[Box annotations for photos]

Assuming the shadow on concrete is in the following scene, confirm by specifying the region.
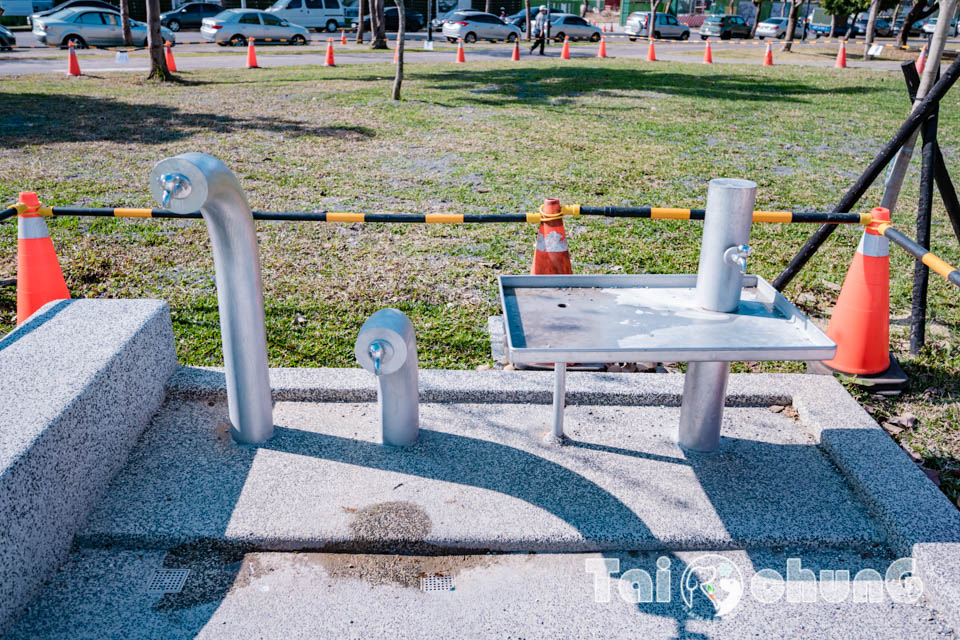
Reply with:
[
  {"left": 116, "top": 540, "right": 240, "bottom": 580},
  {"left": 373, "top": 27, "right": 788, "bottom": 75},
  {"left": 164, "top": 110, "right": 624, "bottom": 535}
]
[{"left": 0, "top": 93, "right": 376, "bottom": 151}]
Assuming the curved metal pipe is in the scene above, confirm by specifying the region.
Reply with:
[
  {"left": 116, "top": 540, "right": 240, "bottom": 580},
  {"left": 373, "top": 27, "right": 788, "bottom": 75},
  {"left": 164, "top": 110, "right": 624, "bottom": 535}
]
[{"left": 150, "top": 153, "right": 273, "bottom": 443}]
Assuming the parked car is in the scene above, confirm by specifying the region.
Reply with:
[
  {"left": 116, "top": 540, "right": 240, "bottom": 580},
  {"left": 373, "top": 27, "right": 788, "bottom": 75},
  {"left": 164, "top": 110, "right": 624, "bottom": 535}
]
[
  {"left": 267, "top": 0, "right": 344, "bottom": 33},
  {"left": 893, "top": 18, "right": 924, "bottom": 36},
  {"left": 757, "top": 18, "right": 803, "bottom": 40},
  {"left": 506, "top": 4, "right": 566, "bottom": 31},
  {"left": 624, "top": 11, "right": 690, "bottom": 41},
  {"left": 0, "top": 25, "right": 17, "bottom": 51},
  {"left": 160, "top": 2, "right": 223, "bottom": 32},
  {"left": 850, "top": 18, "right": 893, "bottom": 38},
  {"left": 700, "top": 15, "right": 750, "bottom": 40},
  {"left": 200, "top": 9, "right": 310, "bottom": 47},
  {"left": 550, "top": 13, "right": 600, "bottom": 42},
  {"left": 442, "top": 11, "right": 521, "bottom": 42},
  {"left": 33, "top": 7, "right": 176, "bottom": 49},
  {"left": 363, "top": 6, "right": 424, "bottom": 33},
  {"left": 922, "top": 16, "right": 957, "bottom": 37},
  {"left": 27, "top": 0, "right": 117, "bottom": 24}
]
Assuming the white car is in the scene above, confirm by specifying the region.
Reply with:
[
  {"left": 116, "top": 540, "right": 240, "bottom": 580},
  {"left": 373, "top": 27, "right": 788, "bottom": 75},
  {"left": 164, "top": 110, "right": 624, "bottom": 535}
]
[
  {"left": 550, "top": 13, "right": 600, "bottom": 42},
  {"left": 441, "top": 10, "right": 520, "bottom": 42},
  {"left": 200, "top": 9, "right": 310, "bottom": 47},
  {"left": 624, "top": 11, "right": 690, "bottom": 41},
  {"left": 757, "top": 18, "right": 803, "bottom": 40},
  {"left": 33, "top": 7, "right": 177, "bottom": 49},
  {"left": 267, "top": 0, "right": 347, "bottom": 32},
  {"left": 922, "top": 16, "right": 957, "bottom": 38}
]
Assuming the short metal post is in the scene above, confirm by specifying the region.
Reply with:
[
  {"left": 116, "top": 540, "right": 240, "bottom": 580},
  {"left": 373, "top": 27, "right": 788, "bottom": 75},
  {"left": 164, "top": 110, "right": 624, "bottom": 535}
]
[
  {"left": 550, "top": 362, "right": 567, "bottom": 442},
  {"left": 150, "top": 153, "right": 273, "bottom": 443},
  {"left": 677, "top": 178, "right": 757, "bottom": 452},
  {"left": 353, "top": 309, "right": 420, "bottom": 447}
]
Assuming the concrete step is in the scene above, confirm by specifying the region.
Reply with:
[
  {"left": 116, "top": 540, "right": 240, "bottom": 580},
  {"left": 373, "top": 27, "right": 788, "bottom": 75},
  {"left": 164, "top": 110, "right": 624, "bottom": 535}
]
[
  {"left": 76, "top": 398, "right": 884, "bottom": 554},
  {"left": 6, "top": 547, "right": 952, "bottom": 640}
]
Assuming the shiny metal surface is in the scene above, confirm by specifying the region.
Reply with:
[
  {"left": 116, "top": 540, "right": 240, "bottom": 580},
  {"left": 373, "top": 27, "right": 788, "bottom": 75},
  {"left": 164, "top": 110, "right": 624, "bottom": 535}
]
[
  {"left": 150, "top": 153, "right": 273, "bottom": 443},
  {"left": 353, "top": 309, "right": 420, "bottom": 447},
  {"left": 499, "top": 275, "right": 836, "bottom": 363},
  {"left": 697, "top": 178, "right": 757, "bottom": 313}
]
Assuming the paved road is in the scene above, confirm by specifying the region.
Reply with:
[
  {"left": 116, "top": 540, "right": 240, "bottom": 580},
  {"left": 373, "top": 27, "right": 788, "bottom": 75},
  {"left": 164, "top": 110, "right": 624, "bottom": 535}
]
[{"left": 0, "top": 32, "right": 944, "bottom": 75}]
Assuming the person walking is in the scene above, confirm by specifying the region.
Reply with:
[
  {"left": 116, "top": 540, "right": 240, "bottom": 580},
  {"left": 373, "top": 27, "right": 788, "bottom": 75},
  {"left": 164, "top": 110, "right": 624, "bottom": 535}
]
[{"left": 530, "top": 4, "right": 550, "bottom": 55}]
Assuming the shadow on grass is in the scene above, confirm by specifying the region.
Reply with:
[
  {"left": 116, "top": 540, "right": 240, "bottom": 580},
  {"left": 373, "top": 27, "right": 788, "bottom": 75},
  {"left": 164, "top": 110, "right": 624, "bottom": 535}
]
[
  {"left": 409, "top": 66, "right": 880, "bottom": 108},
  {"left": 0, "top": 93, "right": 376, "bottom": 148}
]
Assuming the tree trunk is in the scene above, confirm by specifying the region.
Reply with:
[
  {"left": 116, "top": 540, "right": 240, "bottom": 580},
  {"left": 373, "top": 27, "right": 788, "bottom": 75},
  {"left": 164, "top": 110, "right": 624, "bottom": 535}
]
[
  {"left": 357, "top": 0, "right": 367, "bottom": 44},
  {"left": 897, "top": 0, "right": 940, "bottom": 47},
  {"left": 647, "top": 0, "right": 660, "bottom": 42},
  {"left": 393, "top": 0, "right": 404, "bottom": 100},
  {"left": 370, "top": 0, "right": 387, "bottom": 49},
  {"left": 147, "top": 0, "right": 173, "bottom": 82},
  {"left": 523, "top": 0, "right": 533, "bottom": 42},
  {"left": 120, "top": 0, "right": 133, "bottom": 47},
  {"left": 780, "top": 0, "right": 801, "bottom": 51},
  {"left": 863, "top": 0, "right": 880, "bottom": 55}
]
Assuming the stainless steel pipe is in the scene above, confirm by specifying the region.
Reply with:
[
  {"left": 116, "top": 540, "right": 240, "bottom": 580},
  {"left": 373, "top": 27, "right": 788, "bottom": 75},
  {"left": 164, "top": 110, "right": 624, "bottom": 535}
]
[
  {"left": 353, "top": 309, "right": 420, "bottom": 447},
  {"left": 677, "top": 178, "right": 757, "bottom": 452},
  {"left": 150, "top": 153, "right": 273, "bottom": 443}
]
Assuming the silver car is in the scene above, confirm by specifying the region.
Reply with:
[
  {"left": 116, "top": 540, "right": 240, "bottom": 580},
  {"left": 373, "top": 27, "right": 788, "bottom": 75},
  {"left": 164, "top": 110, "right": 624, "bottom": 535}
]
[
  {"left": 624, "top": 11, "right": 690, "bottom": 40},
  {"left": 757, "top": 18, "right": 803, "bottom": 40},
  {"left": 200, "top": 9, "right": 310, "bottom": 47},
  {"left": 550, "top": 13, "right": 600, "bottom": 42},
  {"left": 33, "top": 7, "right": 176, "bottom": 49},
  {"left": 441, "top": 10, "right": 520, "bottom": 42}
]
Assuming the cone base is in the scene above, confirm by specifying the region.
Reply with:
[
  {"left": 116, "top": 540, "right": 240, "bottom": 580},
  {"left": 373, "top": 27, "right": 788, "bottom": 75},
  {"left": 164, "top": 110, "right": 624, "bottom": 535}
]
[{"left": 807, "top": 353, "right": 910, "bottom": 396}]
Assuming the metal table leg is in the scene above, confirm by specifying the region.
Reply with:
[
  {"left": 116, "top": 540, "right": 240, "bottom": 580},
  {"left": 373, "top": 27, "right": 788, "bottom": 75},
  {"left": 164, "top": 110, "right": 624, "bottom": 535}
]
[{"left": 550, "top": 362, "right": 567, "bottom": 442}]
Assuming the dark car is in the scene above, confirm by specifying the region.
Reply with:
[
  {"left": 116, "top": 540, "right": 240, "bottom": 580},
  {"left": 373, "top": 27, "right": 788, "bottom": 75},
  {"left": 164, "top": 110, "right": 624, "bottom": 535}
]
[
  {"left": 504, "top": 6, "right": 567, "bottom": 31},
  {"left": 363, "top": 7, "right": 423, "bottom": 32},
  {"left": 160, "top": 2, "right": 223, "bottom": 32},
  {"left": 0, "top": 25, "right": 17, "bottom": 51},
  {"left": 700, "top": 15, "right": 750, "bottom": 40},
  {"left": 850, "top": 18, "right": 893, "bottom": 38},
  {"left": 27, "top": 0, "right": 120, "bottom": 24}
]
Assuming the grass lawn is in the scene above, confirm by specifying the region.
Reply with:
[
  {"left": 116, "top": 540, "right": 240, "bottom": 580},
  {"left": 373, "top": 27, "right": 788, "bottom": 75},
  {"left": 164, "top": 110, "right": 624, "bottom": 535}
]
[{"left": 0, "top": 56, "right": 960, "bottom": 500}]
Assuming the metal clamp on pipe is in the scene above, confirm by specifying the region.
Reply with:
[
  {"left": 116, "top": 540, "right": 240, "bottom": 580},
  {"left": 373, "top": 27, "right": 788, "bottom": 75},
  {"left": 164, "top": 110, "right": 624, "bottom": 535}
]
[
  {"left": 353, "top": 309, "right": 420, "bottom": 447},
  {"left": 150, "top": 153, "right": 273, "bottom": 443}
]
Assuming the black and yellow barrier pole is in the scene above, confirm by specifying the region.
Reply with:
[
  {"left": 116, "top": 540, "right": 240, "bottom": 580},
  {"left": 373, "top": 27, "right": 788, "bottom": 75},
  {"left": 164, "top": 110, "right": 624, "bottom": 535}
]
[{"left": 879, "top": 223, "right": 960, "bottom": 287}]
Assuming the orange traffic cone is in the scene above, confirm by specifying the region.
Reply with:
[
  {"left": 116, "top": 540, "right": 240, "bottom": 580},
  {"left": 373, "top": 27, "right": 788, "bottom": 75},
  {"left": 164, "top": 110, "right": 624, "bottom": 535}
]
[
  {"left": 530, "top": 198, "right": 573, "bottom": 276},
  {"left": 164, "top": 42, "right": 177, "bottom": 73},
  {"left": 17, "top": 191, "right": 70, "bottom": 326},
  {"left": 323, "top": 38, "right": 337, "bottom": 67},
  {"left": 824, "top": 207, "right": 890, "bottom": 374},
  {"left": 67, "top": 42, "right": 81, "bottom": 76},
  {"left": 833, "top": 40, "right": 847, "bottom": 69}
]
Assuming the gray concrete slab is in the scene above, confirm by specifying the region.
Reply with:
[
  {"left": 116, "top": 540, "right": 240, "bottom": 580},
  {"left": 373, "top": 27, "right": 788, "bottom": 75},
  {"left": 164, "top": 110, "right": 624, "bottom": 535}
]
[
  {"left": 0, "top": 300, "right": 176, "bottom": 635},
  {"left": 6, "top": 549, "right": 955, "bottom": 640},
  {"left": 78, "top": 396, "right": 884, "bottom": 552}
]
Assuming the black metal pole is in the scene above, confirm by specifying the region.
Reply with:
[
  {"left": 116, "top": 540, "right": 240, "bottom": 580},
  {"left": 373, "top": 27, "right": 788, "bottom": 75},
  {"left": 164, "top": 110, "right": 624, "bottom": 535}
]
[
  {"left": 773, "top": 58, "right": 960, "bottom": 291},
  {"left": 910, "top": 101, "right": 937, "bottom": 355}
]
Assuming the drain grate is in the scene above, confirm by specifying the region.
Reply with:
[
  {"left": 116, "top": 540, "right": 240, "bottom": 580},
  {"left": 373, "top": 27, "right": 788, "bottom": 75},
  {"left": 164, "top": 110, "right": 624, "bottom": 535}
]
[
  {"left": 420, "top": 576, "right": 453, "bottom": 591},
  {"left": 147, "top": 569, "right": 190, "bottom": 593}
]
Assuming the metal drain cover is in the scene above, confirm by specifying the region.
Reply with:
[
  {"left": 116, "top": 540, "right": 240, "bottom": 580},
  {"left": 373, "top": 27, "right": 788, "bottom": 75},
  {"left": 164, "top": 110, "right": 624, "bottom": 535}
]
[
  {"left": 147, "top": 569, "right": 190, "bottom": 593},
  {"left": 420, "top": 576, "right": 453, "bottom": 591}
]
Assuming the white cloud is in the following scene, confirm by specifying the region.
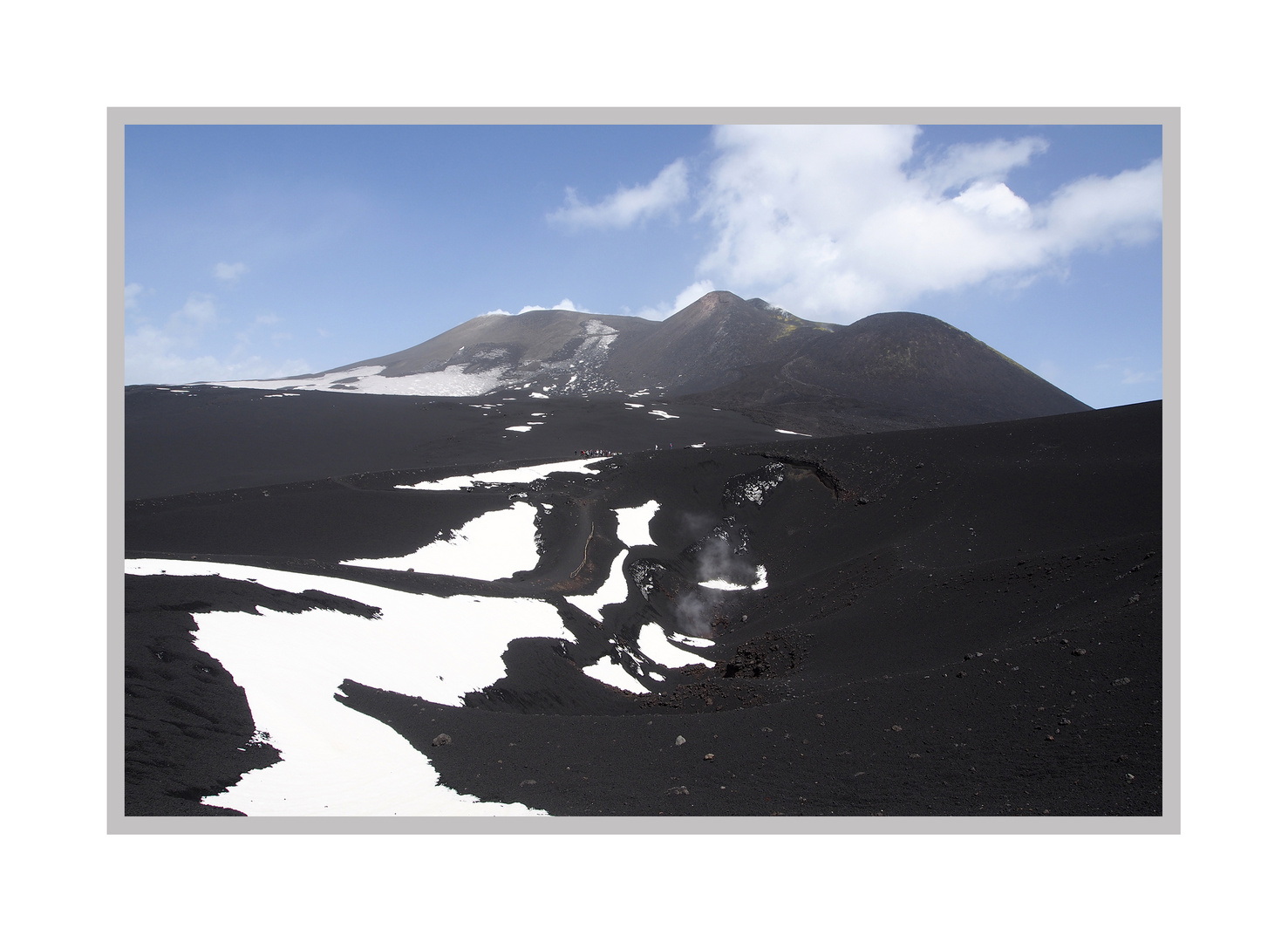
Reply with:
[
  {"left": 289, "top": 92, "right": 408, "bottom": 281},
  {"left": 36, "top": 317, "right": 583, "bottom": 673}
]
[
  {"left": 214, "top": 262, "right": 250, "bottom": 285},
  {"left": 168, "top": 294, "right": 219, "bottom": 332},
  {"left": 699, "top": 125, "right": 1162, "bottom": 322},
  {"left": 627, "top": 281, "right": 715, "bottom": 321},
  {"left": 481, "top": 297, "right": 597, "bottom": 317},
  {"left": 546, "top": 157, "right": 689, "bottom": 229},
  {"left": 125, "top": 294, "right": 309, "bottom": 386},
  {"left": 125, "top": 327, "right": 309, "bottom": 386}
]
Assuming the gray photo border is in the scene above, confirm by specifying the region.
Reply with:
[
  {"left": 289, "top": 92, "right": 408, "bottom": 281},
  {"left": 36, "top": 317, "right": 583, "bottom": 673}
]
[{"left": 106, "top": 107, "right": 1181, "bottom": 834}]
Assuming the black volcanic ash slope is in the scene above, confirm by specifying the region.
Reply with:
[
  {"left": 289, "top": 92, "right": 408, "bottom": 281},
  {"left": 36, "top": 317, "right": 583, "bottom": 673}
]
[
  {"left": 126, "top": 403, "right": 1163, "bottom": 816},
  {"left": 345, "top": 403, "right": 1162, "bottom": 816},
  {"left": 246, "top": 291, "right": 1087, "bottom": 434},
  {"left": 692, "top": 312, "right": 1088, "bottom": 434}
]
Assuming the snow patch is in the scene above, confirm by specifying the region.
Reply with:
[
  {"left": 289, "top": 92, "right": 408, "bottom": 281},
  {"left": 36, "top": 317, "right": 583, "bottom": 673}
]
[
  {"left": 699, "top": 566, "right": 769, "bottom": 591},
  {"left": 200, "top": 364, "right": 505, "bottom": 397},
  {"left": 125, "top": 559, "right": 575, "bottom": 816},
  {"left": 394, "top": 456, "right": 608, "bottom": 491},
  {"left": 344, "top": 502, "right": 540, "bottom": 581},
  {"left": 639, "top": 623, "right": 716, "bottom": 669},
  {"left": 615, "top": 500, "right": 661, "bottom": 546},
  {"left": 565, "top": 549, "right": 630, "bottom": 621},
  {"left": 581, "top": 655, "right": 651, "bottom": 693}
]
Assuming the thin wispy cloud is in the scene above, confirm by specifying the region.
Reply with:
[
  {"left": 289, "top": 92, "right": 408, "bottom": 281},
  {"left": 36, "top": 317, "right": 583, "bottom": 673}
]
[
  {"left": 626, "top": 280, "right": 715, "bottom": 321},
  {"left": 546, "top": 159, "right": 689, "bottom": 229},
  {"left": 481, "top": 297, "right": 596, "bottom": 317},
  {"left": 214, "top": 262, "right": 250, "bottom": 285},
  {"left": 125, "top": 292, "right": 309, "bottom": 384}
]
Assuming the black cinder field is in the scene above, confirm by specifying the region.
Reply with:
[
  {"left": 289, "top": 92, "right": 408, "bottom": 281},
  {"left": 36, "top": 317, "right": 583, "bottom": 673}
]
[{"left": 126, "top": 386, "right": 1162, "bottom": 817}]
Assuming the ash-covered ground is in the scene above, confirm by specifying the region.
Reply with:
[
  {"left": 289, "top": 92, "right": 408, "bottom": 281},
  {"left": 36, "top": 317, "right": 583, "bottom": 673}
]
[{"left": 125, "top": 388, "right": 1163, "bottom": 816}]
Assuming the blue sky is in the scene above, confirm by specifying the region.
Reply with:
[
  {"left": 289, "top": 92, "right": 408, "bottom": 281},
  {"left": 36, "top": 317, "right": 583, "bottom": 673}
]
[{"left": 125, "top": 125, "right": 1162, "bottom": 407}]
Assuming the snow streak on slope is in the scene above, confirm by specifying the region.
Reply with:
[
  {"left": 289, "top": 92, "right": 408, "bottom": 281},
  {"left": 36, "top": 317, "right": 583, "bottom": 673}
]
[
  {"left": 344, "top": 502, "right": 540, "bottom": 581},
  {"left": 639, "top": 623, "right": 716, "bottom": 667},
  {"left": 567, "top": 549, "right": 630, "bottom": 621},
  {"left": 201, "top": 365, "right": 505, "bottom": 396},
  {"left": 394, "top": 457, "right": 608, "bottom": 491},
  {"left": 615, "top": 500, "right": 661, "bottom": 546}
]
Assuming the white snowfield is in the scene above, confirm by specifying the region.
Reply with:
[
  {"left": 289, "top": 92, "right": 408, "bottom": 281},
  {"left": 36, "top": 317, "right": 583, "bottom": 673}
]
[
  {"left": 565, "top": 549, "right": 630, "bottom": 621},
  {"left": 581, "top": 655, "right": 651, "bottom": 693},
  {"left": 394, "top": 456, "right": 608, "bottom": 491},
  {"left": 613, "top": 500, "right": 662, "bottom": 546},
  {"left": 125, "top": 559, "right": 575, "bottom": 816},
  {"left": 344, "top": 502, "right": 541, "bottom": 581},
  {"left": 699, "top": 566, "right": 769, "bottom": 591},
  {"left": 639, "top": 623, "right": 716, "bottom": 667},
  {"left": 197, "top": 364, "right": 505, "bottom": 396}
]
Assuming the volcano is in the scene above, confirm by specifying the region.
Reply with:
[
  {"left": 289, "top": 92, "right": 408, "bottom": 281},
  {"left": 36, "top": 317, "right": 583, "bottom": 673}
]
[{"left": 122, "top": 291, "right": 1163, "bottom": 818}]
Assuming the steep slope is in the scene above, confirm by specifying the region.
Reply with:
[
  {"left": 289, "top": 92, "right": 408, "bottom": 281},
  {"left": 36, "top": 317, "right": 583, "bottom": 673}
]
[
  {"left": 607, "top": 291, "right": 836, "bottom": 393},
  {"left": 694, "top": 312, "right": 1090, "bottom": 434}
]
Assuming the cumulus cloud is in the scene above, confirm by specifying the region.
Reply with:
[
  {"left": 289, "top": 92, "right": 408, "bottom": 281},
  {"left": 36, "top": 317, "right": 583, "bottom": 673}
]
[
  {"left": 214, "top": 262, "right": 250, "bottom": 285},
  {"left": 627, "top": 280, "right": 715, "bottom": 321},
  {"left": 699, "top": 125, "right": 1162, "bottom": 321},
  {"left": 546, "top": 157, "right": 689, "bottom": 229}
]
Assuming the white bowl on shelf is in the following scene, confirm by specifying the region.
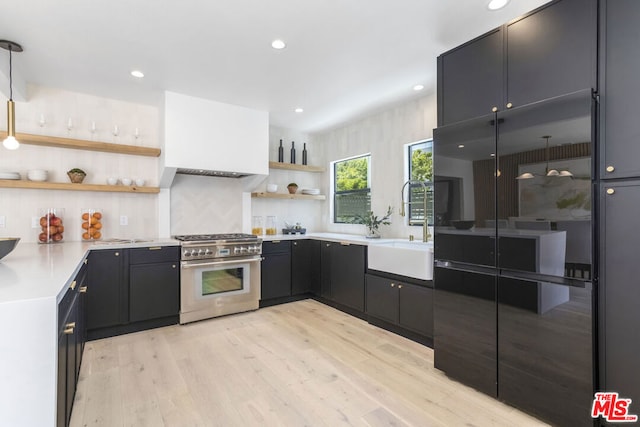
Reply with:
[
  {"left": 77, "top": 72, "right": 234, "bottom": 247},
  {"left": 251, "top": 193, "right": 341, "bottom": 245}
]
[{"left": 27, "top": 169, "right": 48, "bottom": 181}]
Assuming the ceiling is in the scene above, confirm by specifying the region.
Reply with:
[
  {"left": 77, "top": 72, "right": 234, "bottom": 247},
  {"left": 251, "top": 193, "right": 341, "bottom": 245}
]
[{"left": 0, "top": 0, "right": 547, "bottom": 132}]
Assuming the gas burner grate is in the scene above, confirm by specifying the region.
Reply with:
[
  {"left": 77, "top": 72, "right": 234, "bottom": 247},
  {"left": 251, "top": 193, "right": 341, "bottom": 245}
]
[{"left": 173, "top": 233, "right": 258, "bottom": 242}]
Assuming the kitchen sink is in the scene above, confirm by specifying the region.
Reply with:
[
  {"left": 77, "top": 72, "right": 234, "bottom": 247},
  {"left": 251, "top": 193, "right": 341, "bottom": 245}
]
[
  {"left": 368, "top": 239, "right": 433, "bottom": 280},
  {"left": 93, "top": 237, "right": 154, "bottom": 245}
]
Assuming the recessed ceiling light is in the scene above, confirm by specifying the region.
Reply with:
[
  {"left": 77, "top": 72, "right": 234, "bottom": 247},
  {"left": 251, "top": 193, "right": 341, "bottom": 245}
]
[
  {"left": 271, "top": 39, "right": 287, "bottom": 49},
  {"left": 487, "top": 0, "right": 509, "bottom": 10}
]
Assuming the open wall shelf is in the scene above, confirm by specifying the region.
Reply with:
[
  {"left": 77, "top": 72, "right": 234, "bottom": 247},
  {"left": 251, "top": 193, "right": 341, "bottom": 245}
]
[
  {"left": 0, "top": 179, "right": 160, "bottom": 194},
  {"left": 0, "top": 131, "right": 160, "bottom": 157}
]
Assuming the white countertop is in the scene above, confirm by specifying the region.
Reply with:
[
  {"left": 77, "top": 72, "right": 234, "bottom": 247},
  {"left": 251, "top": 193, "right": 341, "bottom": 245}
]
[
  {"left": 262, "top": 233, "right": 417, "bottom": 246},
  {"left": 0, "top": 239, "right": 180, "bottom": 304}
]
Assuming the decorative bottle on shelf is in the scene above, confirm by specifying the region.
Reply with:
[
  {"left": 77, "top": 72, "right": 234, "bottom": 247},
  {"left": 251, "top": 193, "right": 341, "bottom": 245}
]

#### Task goal:
Repeat exactly, and only, the lines from the one containing "Assuming the white countertop" through the end of the material.

#### Written reply:
Assuming the white countertop is in the scene above, confirm by specifying the region.
Reply with:
[
  {"left": 77, "top": 72, "right": 234, "bottom": 247},
  {"left": 251, "top": 193, "right": 341, "bottom": 245}
]
[
  {"left": 262, "top": 233, "right": 417, "bottom": 246},
  {"left": 0, "top": 239, "right": 180, "bottom": 304}
]
Assuming the decorative bottle on shelf is in the scene above, confirm by specifying the region.
Reply with:
[
  {"left": 77, "top": 72, "right": 234, "bottom": 247},
  {"left": 251, "top": 193, "right": 341, "bottom": 245}
]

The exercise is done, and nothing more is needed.